--- start of EXCERPTED RECORDS ---
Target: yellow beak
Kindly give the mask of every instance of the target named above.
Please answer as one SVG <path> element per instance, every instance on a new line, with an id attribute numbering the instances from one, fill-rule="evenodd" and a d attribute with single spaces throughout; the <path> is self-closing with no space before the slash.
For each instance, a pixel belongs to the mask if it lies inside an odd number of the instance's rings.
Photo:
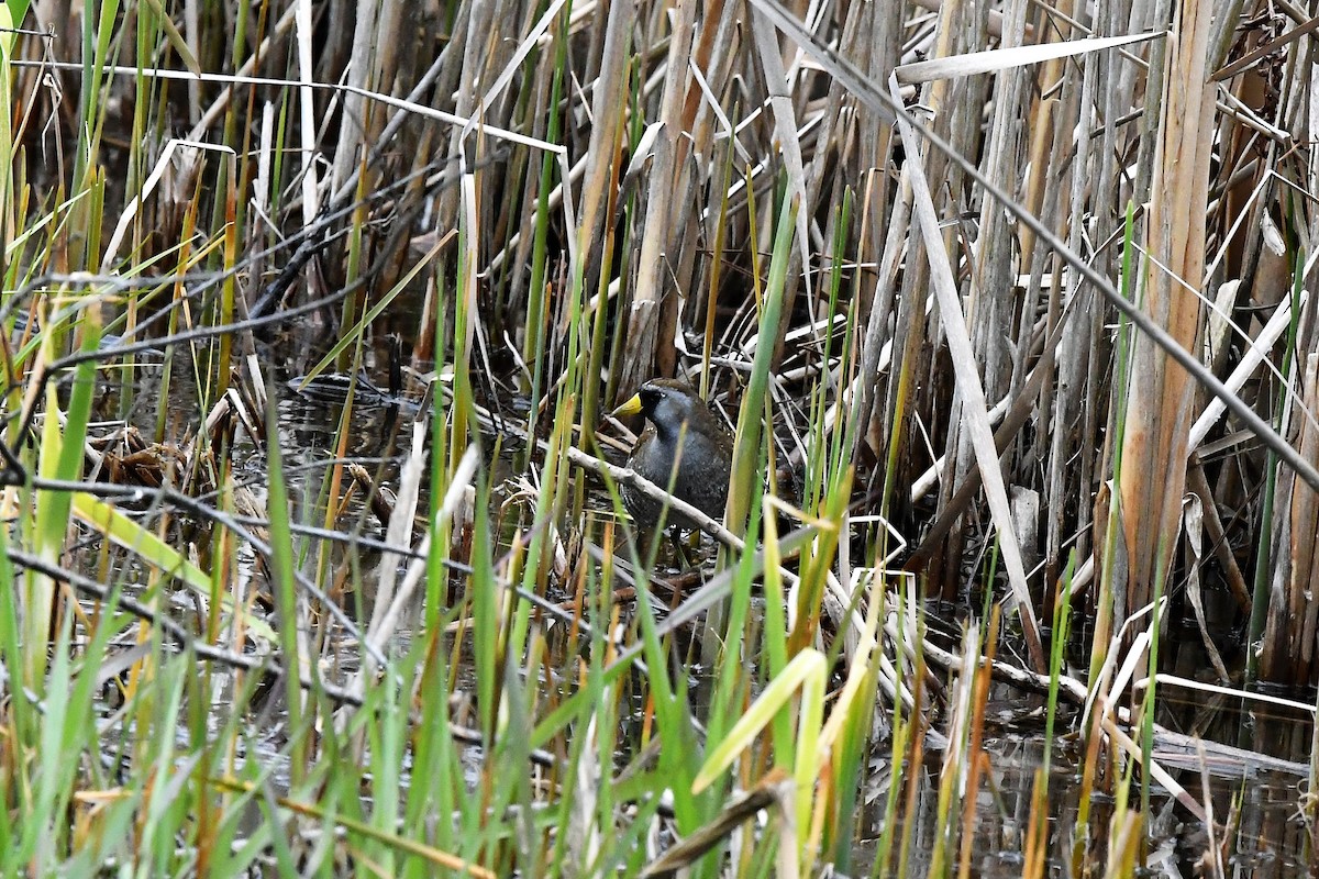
--- end of EXCERPTED RECORDS ---
* _PROBLEM REQUIREMENTS_: Reproduce every line of the material above word for word, leaving out the pictures.

* _THE SOLUTION_:
Target: yellow beak
Kindly give the mask of every instance of the target named above.
Please answer as one SVG <path> element per instance, every instance on a new line, with an id attribute numbering the instances from one, fill-rule="evenodd" and a d attribute with single spaces throughout; the <path> is self-closing with no space before the slash.
For each instance, a pixel belongs to the mask if it lies inside an odd number of the instance's rings.
Photo:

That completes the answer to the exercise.